:: Task item ::
Please write out, word for word, the part of the text on Little Nellie Kelly starting with "The film is" and going on through "also named Nellie.".

:: Document section ::
· · · · · · ·

Little Nellie Kelly is a 1940 American musical-comedy film based on the stage musical of the same title by George M. Cohan which was a hit on Broadway in 1922 and 1923. The film was written by Jack McGowan and directed by Norman Taurog. Its cast included Judy Garland, George Murphy, Charles Winninger and Douglas McPhail.

The film is notable for containing Judy Garland's only on-screen death scene, but she re-appears in the film as the daughter of the character who died.

==Plot==
In Ireland, Jerry Kelly marries his sweetheart Nellie Noonan over the objections of her ne'er-do-well father Michael Noonan, who swears never to speak to Jerry again, even though he reluctantly accompanies the newlyweds to the U.S., where Jerry becomes a policeman and all three become citizens. Michael continues to hold his grudge against Jerry even when Nellie dies shortly after giving birth to her daughter, also named Nellie.

Years later, Jerry is now a captain on the police force, and Nellie has grown up as the spitting image of her mother. Michael dotes on his granddaughter but is embarrassed when she sings in public at the police department parade (It's a Great Day for the Irish). He uses a supposed weak heart, for which he takes a tot of whiskey from a medicine bottle, to get his way with Nellie and to avoid work. When Nellie becomes enamored with Dennis Fogarty, the son of Michael's old friend Timothy Fogarty, the conflict in the home intensifies. Jerry is happy for her, but Michael objects to the romance, and when Nellie, encouraged by her father, finally stands up to him, he leaves home.

Eventually, the three generations are reconciled, and Nellie and Dennis remain a couple.

==Cast==
- Judy Garland as Nellie Noonan Kelly and as Little Nellie Kelly
- George Murphy as Jerry Kelly
- Charles Winninger as Michael "Mike" Noonan
- Douglas McPhail as Dennis Fogarty
- Arthur Shields as Timothy Fogarty
- Rita Page as Mrs. Mary Fogarty
- Forrester Harvey as Moriarity
- James Burke as Police Sergeant McGowan
- George Watts as Mr. Keevan, NYC Bar Owner

==Songs==
Judy Garland sings a swing version of "Singin' in the Rain" more than 10 years before Gene Kelly famously sang it in his film Singin' in the Rain (1952) as well as sings several newer songs, including the traditional "A Pretty Girl Milking Her Cow" sung partly in Irish-Gaelic. There are also two production numbers, one set at the New York City Policeman's Ball and the other written by Roger Edens. In the latter, Garland sings "It's A Great Day for the Irish" while marching in New York City's St. Patrick's Day Parade. This song became one of Garland's bigger hits.

· · · · · · ·

:: Source material ::

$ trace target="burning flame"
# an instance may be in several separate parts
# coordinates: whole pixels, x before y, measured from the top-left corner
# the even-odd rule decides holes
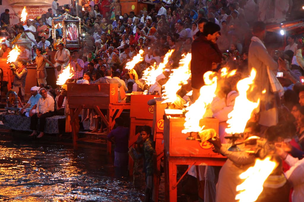
[[[241,192],[235,196],[239,202],[254,202],[263,190],[263,184],[275,168],[276,163],[267,157],[263,160],[257,159],[253,167],[250,167],[240,175],[245,181],[237,187],[237,191]]]
[[[2,43],[2,41],[5,40],[5,38],[0,38],[0,51],[2,49],[2,45],[1,43]]]
[[[134,56],[132,60],[127,63],[126,64],[126,67],[125,68],[129,70],[134,68],[134,66],[136,64],[142,61],[143,59],[143,51],[141,49],[139,50],[139,53]]]
[[[172,70],[173,73],[164,85],[164,90],[162,95],[165,100],[162,103],[173,103],[177,98],[176,93],[180,89],[181,85],[187,83],[187,80],[191,75],[189,68],[191,59],[191,53],[188,53],[180,62],[181,65],[178,68]]]
[[[62,85],[65,83],[67,80],[72,78],[74,74],[71,72],[71,69],[70,64],[62,71],[62,73],[58,75],[58,79],[56,81],[56,84]]]
[[[18,56],[20,55],[21,52],[21,50],[18,48],[18,45],[16,45],[9,53],[9,55],[7,56],[6,63],[8,63],[16,62]]]
[[[230,77],[235,74],[237,72],[237,70],[233,69],[228,72],[227,68],[224,67],[221,69],[221,77]]]
[[[26,16],[27,16],[27,13],[26,12],[26,6],[23,8],[22,10],[22,12],[21,13],[21,22],[24,22],[26,20]]]
[[[255,69],[252,68],[250,76],[240,80],[237,84],[239,94],[235,98],[233,110],[228,114],[229,119],[226,122],[228,124],[228,127],[225,130],[227,134],[243,132],[252,111],[259,106],[260,99],[257,102],[254,102],[247,98],[247,91],[253,83],[256,74]]]
[[[168,63],[169,58],[174,51],[174,49],[172,49],[166,53],[164,58],[164,61],[160,63],[158,66],[150,66],[143,71],[142,78],[145,81],[146,84],[150,85],[155,83],[156,77],[163,73],[166,65]]]
[[[207,107],[216,96],[217,78],[214,75],[214,72],[210,71],[205,73],[204,80],[206,85],[201,88],[200,96],[194,103],[186,108],[188,111],[185,114],[185,129],[181,131],[183,133],[199,132],[205,127],[200,126],[199,121],[204,117]]]

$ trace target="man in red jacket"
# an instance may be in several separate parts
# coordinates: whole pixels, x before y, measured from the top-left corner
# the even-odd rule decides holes
[[[216,41],[219,36],[219,26],[208,22],[204,25],[204,31],[191,47],[191,82],[194,102],[199,97],[199,90],[205,85],[204,74],[212,70],[212,63],[220,62],[222,53]]]

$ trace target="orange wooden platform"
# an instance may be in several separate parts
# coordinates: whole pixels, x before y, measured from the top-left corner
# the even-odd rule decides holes
[[[147,125],[152,127],[154,105],[149,105],[148,101],[159,95],[147,95],[145,92],[133,92],[131,95],[131,108],[130,110],[130,135],[129,147],[135,146],[140,134],[140,128]],[[130,175],[133,175],[133,162],[129,157],[129,169]]]
[[[78,132],[74,121],[82,109],[94,109],[106,126],[107,134],[114,127],[115,119],[119,117],[124,110],[130,109],[130,103],[118,102],[117,84],[77,84],[68,83],[67,85],[74,149],[77,149]],[[106,117],[101,109],[106,110]],[[106,140],[106,137],[104,137]],[[110,153],[112,143],[110,141],[107,142],[107,151]]]
[[[190,134],[181,133],[184,128],[184,118],[174,117],[168,114],[165,114],[164,117],[165,201],[176,201],[177,185],[179,182],[177,181],[177,165],[199,165],[206,164],[222,166],[226,158],[213,152],[212,145],[208,142],[200,143],[196,140],[186,140]],[[205,129],[214,129],[218,134],[217,119],[204,118],[201,120],[200,124],[205,125]]]

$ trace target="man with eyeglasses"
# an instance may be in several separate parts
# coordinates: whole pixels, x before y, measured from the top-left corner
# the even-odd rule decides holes
[[[39,91],[39,93],[42,97],[38,101],[37,104],[33,107],[36,109],[36,114],[31,117],[31,124],[30,129],[33,130],[33,132],[29,136],[32,136],[37,134],[37,124],[38,120],[40,121],[39,131],[40,133],[37,136],[40,138],[43,136],[44,127],[45,126],[45,119],[54,115],[55,110],[55,101],[54,98],[47,94],[46,89],[42,88]]]

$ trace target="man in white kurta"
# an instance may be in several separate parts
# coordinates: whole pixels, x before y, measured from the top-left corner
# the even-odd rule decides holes
[[[26,24],[23,25],[23,28],[24,28],[23,31],[26,33],[27,37],[32,41],[32,45],[33,45],[34,44],[33,41],[35,41],[36,39],[33,33],[36,32],[36,28],[32,25],[31,21],[29,19],[26,20]]]

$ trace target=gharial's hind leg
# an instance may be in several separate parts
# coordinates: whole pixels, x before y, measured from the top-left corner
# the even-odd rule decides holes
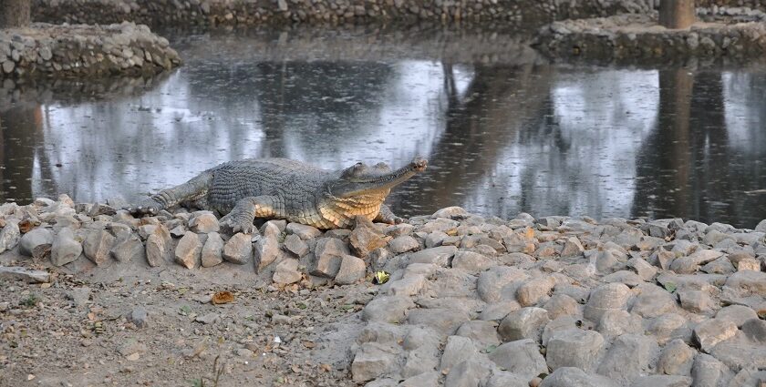
[[[275,203],[275,198],[269,195],[239,199],[232,212],[221,218],[221,224],[231,228],[233,232],[252,234],[255,231],[253,221],[256,217],[274,218],[279,215],[274,208]]]
[[[385,204],[380,205],[380,211],[378,212],[378,216],[373,220],[388,224],[399,224],[404,221],[403,219],[396,216],[391,211],[391,209]]]
[[[132,214],[156,215],[182,201],[193,201],[207,196],[212,182],[212,173],[202,172],[196,178],[180,185],[141,199],[135,205],[125,208]]]

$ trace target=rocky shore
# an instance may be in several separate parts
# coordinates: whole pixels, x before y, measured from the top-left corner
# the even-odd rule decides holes
[[[0,78],[148,76],[181,65],[146,25],[54,25],[0,30]]]
[[[234,384],[766,382],[766,220],[454,207],[231,236],[208,211],[122,204],[0,206],[0,381],[178,385],[223,364]]]

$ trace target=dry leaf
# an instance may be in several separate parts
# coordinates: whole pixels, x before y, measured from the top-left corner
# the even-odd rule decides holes
[[[233,302],[234,295],[231,291],[219,291],[212,295],[211,301],[215,305]]]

· · · · · · ·

:: Response ::
The film is notable for containing Judy Garland's only on-screen death scene, but she re-appears in the film as the daughter of the character who died.

==Plot==
In Ireland, Jerry Kelly marries his sweetheart Nellie Noonan over the objections of her ne'er-do-well father Michael Noonan, who swears never to speak to Jerry again, even though he reluctantly accompanies the newlyweds to the U.S., where Jerry becomes a policeman and all three become citizens. Michael continues to hold his grudge against Jerry even when Nellie dies shortly after giving birth to her daughter, also named Nellie.